=== DATA LISTING ===

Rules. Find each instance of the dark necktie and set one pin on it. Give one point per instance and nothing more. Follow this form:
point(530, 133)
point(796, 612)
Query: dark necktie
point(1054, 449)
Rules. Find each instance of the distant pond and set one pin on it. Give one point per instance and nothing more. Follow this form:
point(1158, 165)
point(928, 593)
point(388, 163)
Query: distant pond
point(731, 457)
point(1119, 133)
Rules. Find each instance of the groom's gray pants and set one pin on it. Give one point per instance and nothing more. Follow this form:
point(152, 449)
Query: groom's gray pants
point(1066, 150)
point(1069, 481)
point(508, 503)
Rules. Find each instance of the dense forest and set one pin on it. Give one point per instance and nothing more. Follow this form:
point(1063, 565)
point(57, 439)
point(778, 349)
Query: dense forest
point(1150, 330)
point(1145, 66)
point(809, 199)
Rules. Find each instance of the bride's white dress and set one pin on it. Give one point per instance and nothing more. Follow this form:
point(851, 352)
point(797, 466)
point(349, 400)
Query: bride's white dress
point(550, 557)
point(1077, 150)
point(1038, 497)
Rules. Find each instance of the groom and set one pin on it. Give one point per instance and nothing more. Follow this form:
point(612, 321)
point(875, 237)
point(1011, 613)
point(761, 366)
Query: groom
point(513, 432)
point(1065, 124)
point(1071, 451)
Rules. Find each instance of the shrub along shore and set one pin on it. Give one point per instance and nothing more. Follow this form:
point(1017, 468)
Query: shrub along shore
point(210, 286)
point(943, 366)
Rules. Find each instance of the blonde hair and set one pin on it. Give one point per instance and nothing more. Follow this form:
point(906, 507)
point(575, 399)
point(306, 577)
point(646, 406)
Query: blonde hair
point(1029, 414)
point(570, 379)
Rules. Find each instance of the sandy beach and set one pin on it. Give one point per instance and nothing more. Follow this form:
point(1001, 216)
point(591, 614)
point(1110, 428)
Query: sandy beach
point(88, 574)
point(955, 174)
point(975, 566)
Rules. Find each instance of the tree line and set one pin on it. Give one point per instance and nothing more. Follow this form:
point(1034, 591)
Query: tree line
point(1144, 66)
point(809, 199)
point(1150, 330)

===

Repeat each record exactly, leaving nothing out.

Rules. Find each instance of the dark necktie and set one pin on it. Give one point per instance and nothing more. Follow this form:
point(530, 133)
point(796, 612)
Query: dark necktie
point(1054, 449)
Rules. Find each instance of the distant pond and set one pin on it. Give one point per instance and nothing more. Follow this form:
point(1158, 165)
point(928, 593)
point(388, 163)
Query: distant pond
point(731, 457)
point(1119, 133)
Rules. Find each instance of the groom's gray pants and set one pin on it. Give one point per instance and nothing more. Follow this form:
point(152, 449)
Query: groom's gray pants
point(1066, 150)
point(1069, 481)
point(508, 503)
Rules. Find each instance of the dense forest and set one pin on it. Give one point per instance and nothing more. Follow this form:
point(1063, 565)
point(57, 439)
point(778, 349)
Query: dense forest
point(1150, 330)
point(1145, 66)
point(809, 199)
Rules. Find each instance of the bride's white dress and set one pin on it. Give one point per instance and nothing more. Follow this form:
point(851, 352)
point(797, 466)
point(349, 400)
Query: bride's white dress
point(550, 557)
point(1077, 150)
point(1038, 497)
Rules. Find each instance of the groom and set one pin on it. Give one point per instance and nothing more. Follow this form:
point(612, 321)
point(875, 237)
point(1011, 613)
point(761, 366)
Query: groom
point(513, 432)
point(1065, 124)
point(1071, 451)
Rules. Find each instance of the shrub along shore and set one pin on it. Give one point per instance and nothing more. Follow this form:
point(1017, 468)
Query: shrub along shore
point(210, 286)
point(943, 366)
Rules. Find each instance of the blonde hair and set one pin on it. Give one point per instance and nothing more. Follow this form:
point(906, 507)
point(575, 399)
point(306, 577)
point(646, 406)
Query: blonde hair
point(1029, 414)
point(570, 379)
Rules. Find each instance of the sandy beach and set one pin on it. Give one point per instance and nothing more. Follow this form:
point(1001, 216)
point(591, 614)
point(1110, 428)
Query: sandy beach
point(88, 574)
point(955, 174)
point(975, 566)
Rules. Find each instance of the tree line and set one pin on it. Give one point per instance and nothing more. Follow this form:
point(1034, 591)
Query: tree line
point(1144, 66)
point(809, 199)
point(1150, 330)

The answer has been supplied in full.